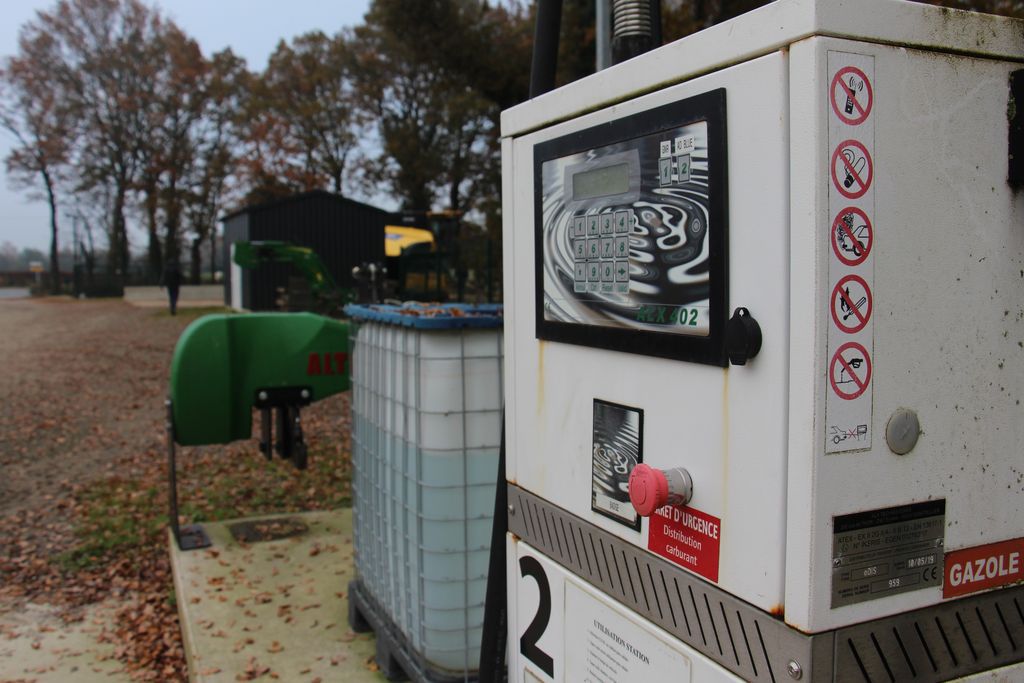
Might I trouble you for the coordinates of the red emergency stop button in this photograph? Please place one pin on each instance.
(648, 489)
(651, 488)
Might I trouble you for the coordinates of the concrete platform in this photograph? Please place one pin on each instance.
(274, 608)
(37, 645)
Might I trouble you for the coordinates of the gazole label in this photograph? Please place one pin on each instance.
(981, 567)
(849, 235)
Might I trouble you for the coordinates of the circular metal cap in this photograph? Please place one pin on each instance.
(648, 489)
(902, 431)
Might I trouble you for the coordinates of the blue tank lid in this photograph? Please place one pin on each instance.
(430, 315)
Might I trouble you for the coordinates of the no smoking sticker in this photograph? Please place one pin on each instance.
(852, 236)
(851, 304)
(851, 95)
(850, 371)
(851, 169)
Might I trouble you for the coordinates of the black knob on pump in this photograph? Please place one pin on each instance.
(742, 337)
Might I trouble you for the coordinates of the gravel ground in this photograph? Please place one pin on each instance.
(82, 473)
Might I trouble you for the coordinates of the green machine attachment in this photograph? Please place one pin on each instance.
(225, 366)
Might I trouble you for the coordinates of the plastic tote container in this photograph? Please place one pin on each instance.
(426, 402)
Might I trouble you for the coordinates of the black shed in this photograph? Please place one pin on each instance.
(342, 231)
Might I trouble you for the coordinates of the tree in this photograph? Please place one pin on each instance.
(216, 141)
(309, 93)
(40, 122)
(103, 73)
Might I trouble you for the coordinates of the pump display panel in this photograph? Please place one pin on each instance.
(631, 232)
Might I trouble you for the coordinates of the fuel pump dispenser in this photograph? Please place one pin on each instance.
(764, 346)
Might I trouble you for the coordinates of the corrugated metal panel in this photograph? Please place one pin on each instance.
(343, 233)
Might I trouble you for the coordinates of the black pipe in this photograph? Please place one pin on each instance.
(547, 29)
(636, 28)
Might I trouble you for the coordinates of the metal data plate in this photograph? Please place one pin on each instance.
(880, 553)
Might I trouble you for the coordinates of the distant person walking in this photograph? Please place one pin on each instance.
(172, 281)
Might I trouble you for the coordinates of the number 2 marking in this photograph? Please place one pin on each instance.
(528, 566)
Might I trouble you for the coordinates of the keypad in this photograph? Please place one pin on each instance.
(601, 250)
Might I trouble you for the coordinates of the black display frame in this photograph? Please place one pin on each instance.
(710, 349)
(636, 525)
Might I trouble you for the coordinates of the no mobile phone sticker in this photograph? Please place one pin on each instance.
(851, 95)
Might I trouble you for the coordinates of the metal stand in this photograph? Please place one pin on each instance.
(193, 537)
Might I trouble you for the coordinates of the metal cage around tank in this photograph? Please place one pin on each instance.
(427, 406)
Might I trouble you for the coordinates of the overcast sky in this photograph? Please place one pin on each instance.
(251, 28)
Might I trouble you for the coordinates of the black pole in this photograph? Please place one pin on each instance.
(495, 602)
(549, 22)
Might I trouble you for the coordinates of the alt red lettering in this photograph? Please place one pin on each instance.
(313, 367)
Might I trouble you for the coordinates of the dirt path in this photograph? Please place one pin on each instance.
(79, 381)
(83, 483)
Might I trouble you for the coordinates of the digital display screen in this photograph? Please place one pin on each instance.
(630, 227)
(602, 181)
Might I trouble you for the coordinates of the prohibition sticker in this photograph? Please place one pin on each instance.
(852, 236)
(851, 304)
(851, 169)
(850, 371)
(851, 95)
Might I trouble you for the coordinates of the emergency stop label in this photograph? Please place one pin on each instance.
(879, 553)
(981, 567)
(849, 233)
(687, 537)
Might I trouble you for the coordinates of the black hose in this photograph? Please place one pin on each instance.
(549, 22)
(636, 28)
(495, 603)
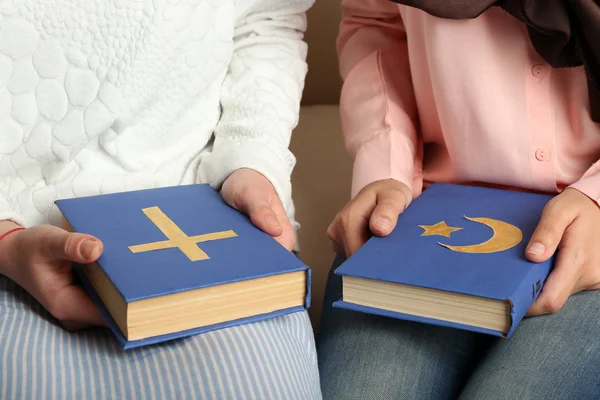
-.-.-
» PROMPT
Only the pictures are to be excluded; all other parts of the records above are to be given exactly.

» RESULT FOR THIS EXERCISE
Might I trouble you for the coordinates of the red emergency stop button in this photograph? Please place one pin on each instance.
(648, 489)
(651, 488)
Might I trouble you for the coordinates of the concrete platform in this photograph? Please place one pin on each instance.
(274, 608)
(37, 645)
Might I trouble you for the coordinates of the gazole label in this photograph? Please place one pin on each instance.
(981, 567)
(849, 235)
Might I trouble you for the coordinates of the circular metal cap in this photograph? Please place one pin on each instance.
(648, 489)
(902, 431)
Might I trouble you for the coordinates of the blue tank lid in this photograph? Please place one pin on each instance.
(430, 315)
Might I trouble you for the coordinates of the no smoking sticker in this photograph? Please place one pin on each instance.
(852, 236)
(851, 304)
(851, 95)
(850, 371)
(851, 169)
Might I trouble you for the coordinates of the black knob on pump in this photograph? Please place one pin on each instance.
(742, 337)
Might I trouble you for the coordinates of the gravel ground in this photograph? Please place one pin on each instance.
(82, 473)
Might I trouble you for the coordinates of the green machine attachment in this photograph? Please place one pin on each instance.
(225, 366)
Might I trouble you for the coordinates of the plastic tote container in this photograph? Please place one pin on each instance.
(426, 402)
Might I trouble you for the coordinates of the black shed in this photograph? Please place one pin on each instance.
(342, 231)
Might I trouble you for the coordinates of the tree in this photograph? Please place one pin on each instance.
(216, 141)
(309, 93)
(40, 122)
(103, 73)
Might I trouble you for the coordinates of the pump display panel in this photograph? Please place one pin on each instance.
(631, 232)
Might I trouble you for the coordinates of the fuel pump dispenser in this photograph? Please place one pin on each instance.
(764, 346)
Might I trouble you for the coordinates of the corrugated metal panel in this photograph? Please place one pin on each instance.
(343, 233)
Might I trouble you for the coordinates of the black pipe in this photograph? Please place one pin on each instance.
(547, 29)
(636, 28)
Might I trouble you for the coordinates of the metal data plate in this photograph? Please place one pin on each instance.
(880, 553)
Might I trouble you for the coordinates of the distant person walking in this photograph? Please place one pin on each instance.
(172, 281)
Might I trouble you for the coordinates of the number 2 marking in this photograph? Please place one pin on each instance.
(528, 566)
Might I trouble you for the coordinates of the keypad in this photograph? Please place one pin on each instance.
(601, 250)
Might I trouble you for the coordinates of the black display frame in this photograph? Please place one pin on each instance.
(710, 349)
(636, 525)
Might I trouble you for the coordinates of the no mobile phone sticker in this photograph? Please place one pin on each instance.
(851, 95)
Might I trouble you for the coordinates of the metal stand in this photograph? Please place one pin on each instance.
(193, 537)
Might I trouble you for the coordinates of the metal cage around tank in this photograph? Please place one pin on each instance.
(427, 406)
Might I trouble you for the coordinates of the overcast sky in this photograph? Please place one pin on each instance.
(251, 28)
Might I trouble you for the coordinates of the black pole in this photograph? Please place one pin on each instance.
(495, 602)
(549, 22)
Might I trouble you for the coordinates of the alt red lettering in this photograph? Please place one pin on each instance.
(313, 367)
Might I trouble you for the coordinates of the dirt path in this photograph? Please place one pin on each instance.
(79, 381)
(83, 483)
Might I trouble you for the coordinates of the digital display screen in this photograph? Please place one pin on each instance.
(630, 227)
(602, 181)
Might I trouble you for the coordinates of the prohibition sticker in this photograph? Please place one pin on each instance.
(852, 236)
(851, 304)
(851, 169)
(850, 371)
(851, 95)
Might I trouble you for the coordinates of the emergency stop label in this photograph? Please place one pin on each instance.
(879, 553)
(981, 567)
(849, 233)
(687, 537)
Might I trouble you for the coordinates of the black hose in this photograph? Please place one pin on each instance.
(549, 22)
(636, 28)
(495, 603)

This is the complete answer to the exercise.